● **Problem 1**:
From the wildfire report, set down the words starting with "SAN BERNARDINO, Calif." and going on through "by Sunday night.", unchanged.
● **Problem 2**:
Translate this sentence from the wildfire report into Spanish: "Major fires had burned 264,000 acres by Sunday night."

● **Extract to read**:
SAN BERNARDINO, Calif.
Wildfires that have burned for days merged into walls of flame stretching across miles in parts of Southern California on Sunday, leaving 14 people dead, burning 650 homes and frustrating overmatched firefighters who worked relentlessly against fierce winds.
Major fires had burned 264,000 acres by Sunday night.
The state's largest fire, in eastern San Diego County, caused at least 11 deaths, including two who died inside their car as they apparently tried to escape the flames, San Diego Sheriff Bill Kolender said.
One person was found dead in a trailer, one in a motor home and four in vehicles, county sheriff's spokeswoman Susan Knauss said. Three were killed while trying to escape on foot and two were dead on arrival at local hospitals.
"We were literally running through fire," said Lisza Pontes, 43, who escaped the fire with her family after the roar of flames woke them at 3:45 a.m. As they drove off, they saw a neighbor's mobile home explode.
"I was grabbing wet towels. Fire was at our feet," Pontes said. "It was blazing over our heads and burning everywhere."
The 100,000-acre fire started Saturday near the mountain town of Julian when a lost hunter set off a signal fire, authorities said. The hunter was detained and may face charges.
Another fire near San Diego that started Sunday killed one man and destroyed 36 homes while burning through about 3,000 acres, Lora Lowes of the California Department of Forestry said. It also prompted evacuations in northeastern Escondido.
In a San Diego neighborhood on the western flank of the fire, at least 150 homes were either destroyed or damaged, San Diego police said.
Fire also forced the evacuation of a Federal Aviation Administration control center in San Diego, disrupting air travel across the nation. Some airlines canceled flights into the region.
The flames drew much of their strength from the fierce Santa Ana winds, whose gusts of up to 70 mph moved the fires along.

[Photo-based referring expression data]
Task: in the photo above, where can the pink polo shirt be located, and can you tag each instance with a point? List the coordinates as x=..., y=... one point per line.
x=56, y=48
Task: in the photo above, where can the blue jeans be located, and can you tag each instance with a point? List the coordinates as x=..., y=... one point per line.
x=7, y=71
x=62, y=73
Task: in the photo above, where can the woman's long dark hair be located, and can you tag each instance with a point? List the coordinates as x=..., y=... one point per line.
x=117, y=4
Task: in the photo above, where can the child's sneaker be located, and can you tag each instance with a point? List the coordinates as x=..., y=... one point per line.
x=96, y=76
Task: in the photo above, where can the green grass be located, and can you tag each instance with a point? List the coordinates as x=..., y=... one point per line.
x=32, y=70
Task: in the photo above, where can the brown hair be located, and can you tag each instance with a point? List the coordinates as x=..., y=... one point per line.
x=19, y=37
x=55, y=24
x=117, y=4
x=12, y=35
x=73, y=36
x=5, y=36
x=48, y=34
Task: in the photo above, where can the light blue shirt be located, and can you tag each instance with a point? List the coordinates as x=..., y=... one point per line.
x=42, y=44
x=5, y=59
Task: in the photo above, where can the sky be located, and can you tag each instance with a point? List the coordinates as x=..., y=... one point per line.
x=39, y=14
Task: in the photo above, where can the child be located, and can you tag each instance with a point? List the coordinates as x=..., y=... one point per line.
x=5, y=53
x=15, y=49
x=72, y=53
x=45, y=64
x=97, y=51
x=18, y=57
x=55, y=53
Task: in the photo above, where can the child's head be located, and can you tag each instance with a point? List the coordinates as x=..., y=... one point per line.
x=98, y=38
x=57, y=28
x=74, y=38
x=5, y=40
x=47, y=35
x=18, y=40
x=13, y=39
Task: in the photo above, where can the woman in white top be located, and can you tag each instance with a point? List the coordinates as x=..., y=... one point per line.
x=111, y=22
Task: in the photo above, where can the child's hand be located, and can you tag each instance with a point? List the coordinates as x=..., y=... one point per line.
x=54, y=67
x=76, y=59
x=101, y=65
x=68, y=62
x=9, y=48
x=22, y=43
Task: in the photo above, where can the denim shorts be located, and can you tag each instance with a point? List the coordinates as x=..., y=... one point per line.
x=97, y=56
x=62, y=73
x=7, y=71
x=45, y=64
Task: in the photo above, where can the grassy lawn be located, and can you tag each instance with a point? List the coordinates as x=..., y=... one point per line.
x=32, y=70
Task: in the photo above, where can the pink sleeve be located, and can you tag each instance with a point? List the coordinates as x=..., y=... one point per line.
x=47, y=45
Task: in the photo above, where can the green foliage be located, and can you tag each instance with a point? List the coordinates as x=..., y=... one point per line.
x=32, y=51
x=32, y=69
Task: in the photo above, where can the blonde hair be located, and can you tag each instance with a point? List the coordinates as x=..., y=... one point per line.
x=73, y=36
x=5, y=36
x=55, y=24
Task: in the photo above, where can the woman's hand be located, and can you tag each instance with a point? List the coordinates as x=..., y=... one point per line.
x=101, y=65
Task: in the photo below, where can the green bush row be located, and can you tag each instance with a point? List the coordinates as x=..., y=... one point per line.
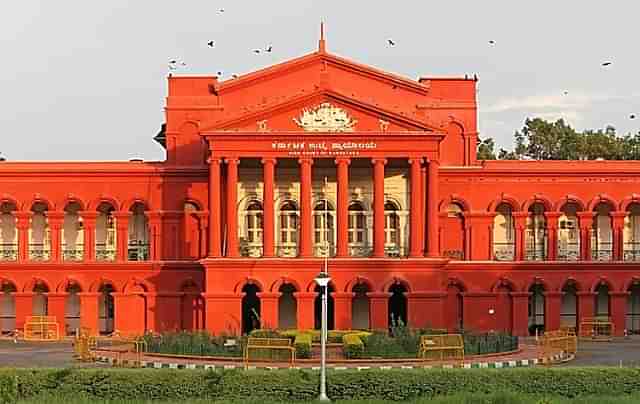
x=302, y=385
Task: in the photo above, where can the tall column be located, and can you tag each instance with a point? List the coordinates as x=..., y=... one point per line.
x=415, y=240
x=552, y=229
x=552, y=301
x=122, y=235
x=89, y=311
x=379, y=310
x=268, y=197
x=232, y=207
x=23, y=221
x=89, y=234
x=305, y=314
x=378, y=207
x=618, y=235
x=432, y=209
x=343, y=207
x=520, y=219
x=214, y=207
x=55, y=221
x=306, y=222
x=586, y=222
x=342, y=309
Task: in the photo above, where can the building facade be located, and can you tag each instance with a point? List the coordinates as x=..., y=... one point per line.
x=320, y=159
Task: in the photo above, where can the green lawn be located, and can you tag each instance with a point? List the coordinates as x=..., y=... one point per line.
x=505, y=398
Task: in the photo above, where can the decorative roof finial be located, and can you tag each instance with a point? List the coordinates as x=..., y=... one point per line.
x=321, y=43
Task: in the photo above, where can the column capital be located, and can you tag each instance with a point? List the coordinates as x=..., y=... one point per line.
x=269, y=160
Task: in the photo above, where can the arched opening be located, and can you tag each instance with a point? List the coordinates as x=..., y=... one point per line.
x=602, y=234
x=288, y=234
x=138, y=233
x=192, y=307
x=360, y=307
x=191, y=229
x=536, y=234
x=39, y=237
x=631, y=233
x=392, y=237
x=40, y=300
x=8, y=232
x=455, y=312
x=536, y=309
x=106, y=233
x=633, y=308
x=72, y=309
x=250, y=308
x=8, y=307
x=357, y=237
x=323, y=229
x=287, y=307
x=504, y=231
x=453, y=229
x=569, y=306
x=251, y=244
x=317, y=308
x=72, y=233
x=602, y=304
x=397, y=305
x=569, y=233
x=106, y=309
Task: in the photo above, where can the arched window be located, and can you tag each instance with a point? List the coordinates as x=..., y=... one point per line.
x=8, y=233
x=323, y=229
x=105, y=233
x=253, y=224
x=72, y=233
x=632, y=233
x=602, y=234
x=138, y=233
x=288, y=243
x=503, y=233
x=392, y=245
x=357, y=237
x=536, y=235
x=569, y=233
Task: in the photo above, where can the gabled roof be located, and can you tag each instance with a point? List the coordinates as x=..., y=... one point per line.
x=304, y=99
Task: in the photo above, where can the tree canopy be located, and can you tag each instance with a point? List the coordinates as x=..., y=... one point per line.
x=543, y=140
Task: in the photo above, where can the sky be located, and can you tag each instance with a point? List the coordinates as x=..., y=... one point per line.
x=86, y=80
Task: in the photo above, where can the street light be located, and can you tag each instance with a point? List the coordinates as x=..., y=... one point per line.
x=323, y=280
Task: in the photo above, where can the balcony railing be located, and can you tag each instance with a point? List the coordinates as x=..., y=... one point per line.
x=631, y=252
x=105, y=252
x=569, y=252
x=39, y=252
x=138, y=251
x=504, y=251
x=602, y=252
x=8, y=252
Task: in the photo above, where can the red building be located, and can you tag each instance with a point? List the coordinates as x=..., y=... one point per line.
x=269, y=172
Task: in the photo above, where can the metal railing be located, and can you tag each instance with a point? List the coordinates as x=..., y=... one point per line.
x=568, y=252
x=504, y=251
x=39, y=252
x=138, y=251
x=8, y=252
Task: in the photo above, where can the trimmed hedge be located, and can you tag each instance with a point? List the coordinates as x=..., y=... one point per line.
x=302, y=385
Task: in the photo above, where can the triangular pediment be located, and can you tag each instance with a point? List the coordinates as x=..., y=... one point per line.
x=322, y=110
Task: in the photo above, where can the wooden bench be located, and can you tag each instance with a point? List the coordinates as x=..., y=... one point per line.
x=442, y=347
x=598, y=328
x=269, y=344
x=41, y=328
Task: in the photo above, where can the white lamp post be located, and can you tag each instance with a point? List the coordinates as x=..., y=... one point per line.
x=323, y=280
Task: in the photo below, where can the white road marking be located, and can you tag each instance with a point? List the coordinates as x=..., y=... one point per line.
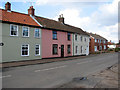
x=51, y=68
x=84, y=62
x=5, y=76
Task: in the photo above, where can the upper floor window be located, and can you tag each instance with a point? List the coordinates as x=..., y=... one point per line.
x=37, y=33
x=95, y=40
x=55, y=49
x=13, y=30
x=69, y=49
x=37, y=49
x=25, y=50
x=25, y=31
x=85, y=39
x=68, y=36
x=104, y=41
x=98, y=40
x=76, y=37
x=54, y=35
x=81, y=38
x=76, y=49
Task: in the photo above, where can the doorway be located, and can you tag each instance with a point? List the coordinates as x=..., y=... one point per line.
x=62, y=50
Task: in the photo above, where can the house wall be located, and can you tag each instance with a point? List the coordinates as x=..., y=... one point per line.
x=91, y=45
x=0, y=42
x=47, y=42
x=98, y=44
x=11, y=51
x=80, y=43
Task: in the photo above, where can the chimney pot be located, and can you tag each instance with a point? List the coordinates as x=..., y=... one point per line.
x=8, y=6
x=31, y=11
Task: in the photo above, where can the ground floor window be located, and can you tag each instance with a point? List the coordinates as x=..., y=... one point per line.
x=81, y=49
x=25, y=50
x=100, y=47
x=95, y=47
x=76, y=49
x=37, y=49
x=69, y=49
x=104, y=46
x=55, y=49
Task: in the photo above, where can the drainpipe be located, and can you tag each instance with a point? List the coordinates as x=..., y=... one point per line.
x=73, y=44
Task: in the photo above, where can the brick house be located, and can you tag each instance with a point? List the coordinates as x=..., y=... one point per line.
x=97, y=43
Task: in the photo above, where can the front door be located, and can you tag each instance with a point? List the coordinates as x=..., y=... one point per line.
x=62, y=50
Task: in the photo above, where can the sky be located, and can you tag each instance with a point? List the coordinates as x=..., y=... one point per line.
x=96, y=16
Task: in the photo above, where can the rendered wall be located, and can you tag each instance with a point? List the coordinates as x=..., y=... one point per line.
x=12, y=44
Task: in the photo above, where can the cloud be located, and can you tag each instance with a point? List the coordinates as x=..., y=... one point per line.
x=103, y=21
x=107, y=13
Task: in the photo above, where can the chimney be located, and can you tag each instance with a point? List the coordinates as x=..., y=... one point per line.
x=8, y=6
x=61, y=18
x=31, y=11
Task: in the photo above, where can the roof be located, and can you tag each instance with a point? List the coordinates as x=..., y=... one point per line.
x=96, y=36
x=52, y=24
x=15, y=17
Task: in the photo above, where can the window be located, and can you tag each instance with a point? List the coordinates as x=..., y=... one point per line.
x=85, y=39
x=100, y=47
x=104, y=47
x=69, y=49
x=37, y=33
x=76, y=49
x=81, y=49
x=13, y=30
x=55, y=49
x=25, y=50
x=95, y=40
x=54, y=35
x=98, y=41
x=25, y=31
x=76, y=37
x=69, y=36
x=104, y=41
x=95, y=47
x=37, y=50
x=81, y=38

● **Expected answer 1**:
SAN BERNARDINO, Calif.
Wildfires that have burned for days merged into walls of flame stretching across miles in parts of Southern California on Sunday, leaving 14 people dead, burning 650 homes and frustrating overmatched firefighters who worked relentlessly against fierce winds.
Major fires had burned 264,000 acres by Sunday night.

● **Expected answer 2**:
Para la noche del domingo, los grandes incendios habían quemado 264.000 acres.